## Reading passage
=-=-=-=-=

Building an indexed genome file for GATK tools


Does anyone have any pointers for indexing a reference sequence for use with GATK tools? I have indexed reference sequences that I use for BWA and minimap2, but I can’t get the reference sequences to appear with GATK. I receive an error when I use the “GATK-sorted picard indexes builder”.


1 Like

Hi @jsalem

Nearly all GATK tools, including the Data Manager, as wrapped for Galaxy, are considered deprecated. These were all based on earlier releases of GATK.

Currently, the only GATK4 tool that has been wrapped is:

For native genome fasta files to be accessible to this tool (option: Choose the source for the reference list) – adding the genome with the fetch DM is probably enough, although to really make new genomes useful there is a short-list of core recommended indexes. All have Data Mangers. You can certainly run more DMs after those (GATK4 Mutect2 won’t need more… but other tools can). See the topic below for help – the same process applies to all genomes you plan to index, not just the one referenced in that particular Q&A.

Hi @jennaj,

Thanks for getting back to me. I was hoping to use GATK indel realigner, which requires a reference sequence. Do you know of any other good realigner tools?

1 Like

Hi – Review the LoFreq tools

I am using GATK4 Mutect2 and I select a cached reference and every time I get the error “A USER ERROR has occurred: Argument reference was missing: Argument ‘reference’ is required.” with no reference passed to -R argument.

1 Like

Hi @BJWiley233

Thanks for sending in the bug report, it helped to spot the problem.

The reads were mapped to hg18, but the genome selected on the GATK4 Mutect2 form was hg19. Your other errored jobs (including Freebayes) also have this conflict.

It is important to use the same reference genome throughout an analysis.

Yes I think I selected hg18 my accident. I was wondering why the chom.sizes didn’t match. Rookie mistake.

1 Like

Glad we could help :woman_technologist:

Everyone does some version of this kind of mixup. Mismatched inputs are one of the first things to check, along with format, whenever errors come up. Often much easier to spot in other people’s work than your own.

Hi Jenna,
After realigning to hg19 the calls worked with freebayes but mutect2 is still missing the --reference flag when selecting from locally cached. I send the bug report.

=-=-=-=-=

(Natural language descriptions of regions)
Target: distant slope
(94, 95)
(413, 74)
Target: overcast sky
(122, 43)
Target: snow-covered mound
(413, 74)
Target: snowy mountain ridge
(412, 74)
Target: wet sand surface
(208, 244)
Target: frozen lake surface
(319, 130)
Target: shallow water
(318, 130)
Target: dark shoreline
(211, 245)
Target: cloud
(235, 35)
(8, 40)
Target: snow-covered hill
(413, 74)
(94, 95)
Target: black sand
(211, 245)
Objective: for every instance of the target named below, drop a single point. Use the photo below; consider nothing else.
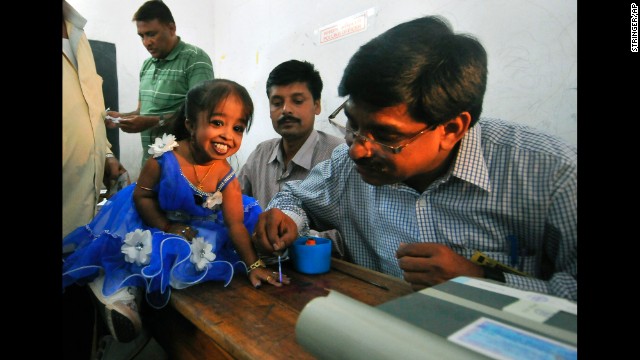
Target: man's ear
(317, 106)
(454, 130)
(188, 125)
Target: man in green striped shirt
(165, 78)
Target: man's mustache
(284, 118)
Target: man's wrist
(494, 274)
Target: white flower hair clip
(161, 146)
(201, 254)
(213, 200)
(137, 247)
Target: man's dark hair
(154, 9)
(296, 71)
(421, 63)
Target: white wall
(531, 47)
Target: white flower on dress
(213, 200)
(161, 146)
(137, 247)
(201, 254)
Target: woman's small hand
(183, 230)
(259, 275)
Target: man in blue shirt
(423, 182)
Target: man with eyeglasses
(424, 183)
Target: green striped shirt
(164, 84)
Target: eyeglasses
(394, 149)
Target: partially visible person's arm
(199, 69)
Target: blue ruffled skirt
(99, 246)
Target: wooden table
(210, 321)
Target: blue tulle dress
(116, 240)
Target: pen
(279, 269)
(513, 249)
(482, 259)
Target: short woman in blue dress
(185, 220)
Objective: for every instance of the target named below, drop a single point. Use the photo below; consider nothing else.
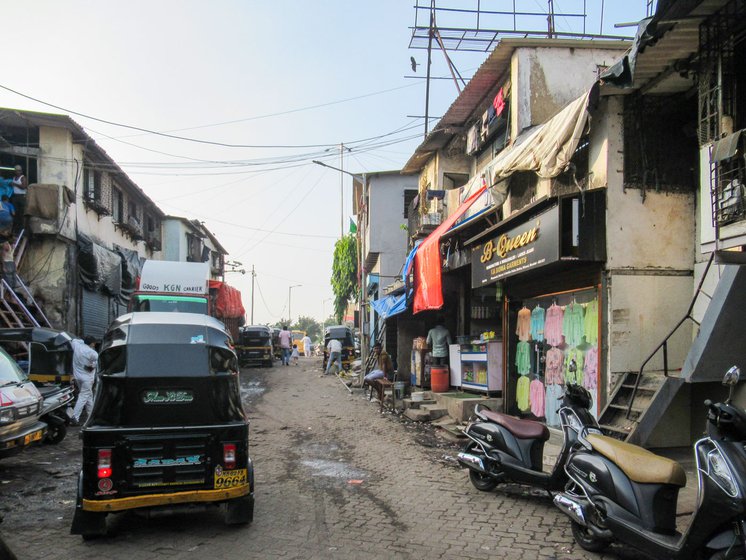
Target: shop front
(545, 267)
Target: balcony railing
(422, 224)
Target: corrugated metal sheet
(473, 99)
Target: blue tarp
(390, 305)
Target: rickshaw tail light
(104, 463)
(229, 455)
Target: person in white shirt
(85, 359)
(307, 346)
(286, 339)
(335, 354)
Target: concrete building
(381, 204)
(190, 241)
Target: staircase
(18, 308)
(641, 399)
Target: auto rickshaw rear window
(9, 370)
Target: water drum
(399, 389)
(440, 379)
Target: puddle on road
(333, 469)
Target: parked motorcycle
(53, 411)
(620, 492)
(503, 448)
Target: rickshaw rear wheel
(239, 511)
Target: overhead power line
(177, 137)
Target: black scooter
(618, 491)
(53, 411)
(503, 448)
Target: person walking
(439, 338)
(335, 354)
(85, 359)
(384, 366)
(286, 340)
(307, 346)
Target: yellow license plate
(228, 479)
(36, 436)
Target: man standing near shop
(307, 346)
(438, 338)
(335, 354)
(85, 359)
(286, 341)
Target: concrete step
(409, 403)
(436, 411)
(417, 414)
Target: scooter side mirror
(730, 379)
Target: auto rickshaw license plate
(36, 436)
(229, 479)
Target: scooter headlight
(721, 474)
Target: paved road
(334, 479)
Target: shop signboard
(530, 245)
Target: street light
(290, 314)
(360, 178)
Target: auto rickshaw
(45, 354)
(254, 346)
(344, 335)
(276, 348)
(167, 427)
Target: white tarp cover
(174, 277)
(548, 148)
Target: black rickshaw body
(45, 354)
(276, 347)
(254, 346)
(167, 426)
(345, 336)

=-=-=-=-=

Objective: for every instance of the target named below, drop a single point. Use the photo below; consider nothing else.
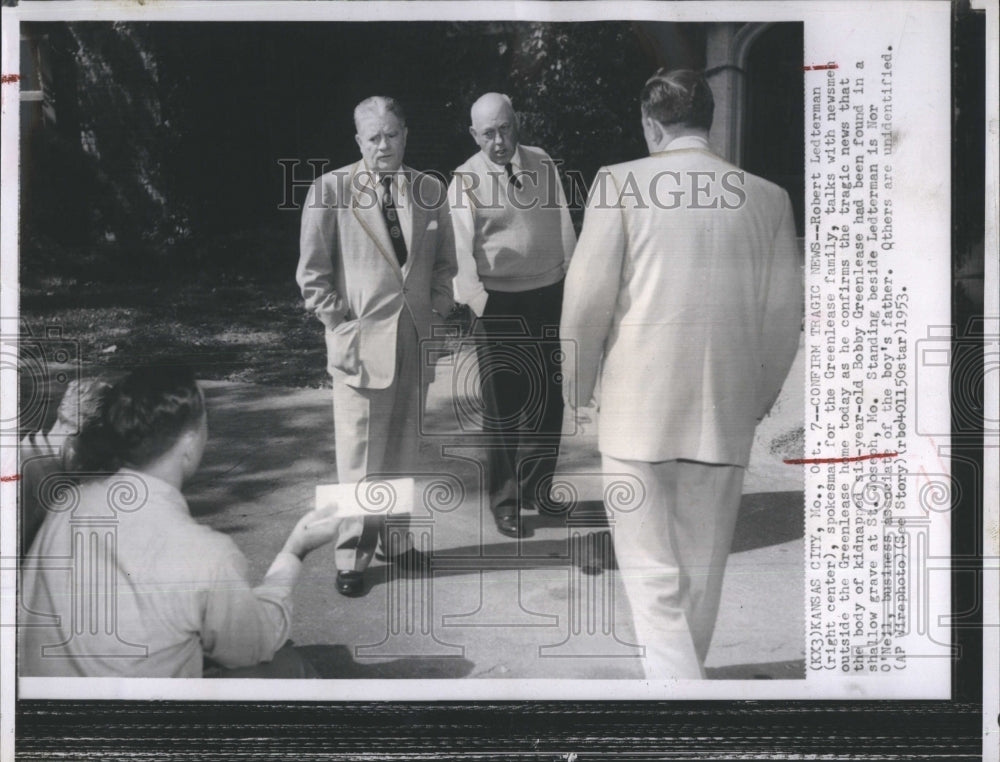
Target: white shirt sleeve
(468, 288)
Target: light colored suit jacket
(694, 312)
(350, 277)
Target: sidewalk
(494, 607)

=-=-=-=-=

## Your goal
Revise the GATK forum thread from "Hi @BJWiley233" down to "throughout an analysis.", swapping "hg19" for "hg38" wherever it appears in that span.

## Exercise result
Hi @BJWiley233

Thanks for sending in the bug report, it helped to spot the problem.

The reads were mapped to hg18, but the genome selected on the GATK4 Mutect2 form was hg38. Your other errored jobs (including Freebayes) also have this conflict.

It is important to use the same reference genome throughout an analysis.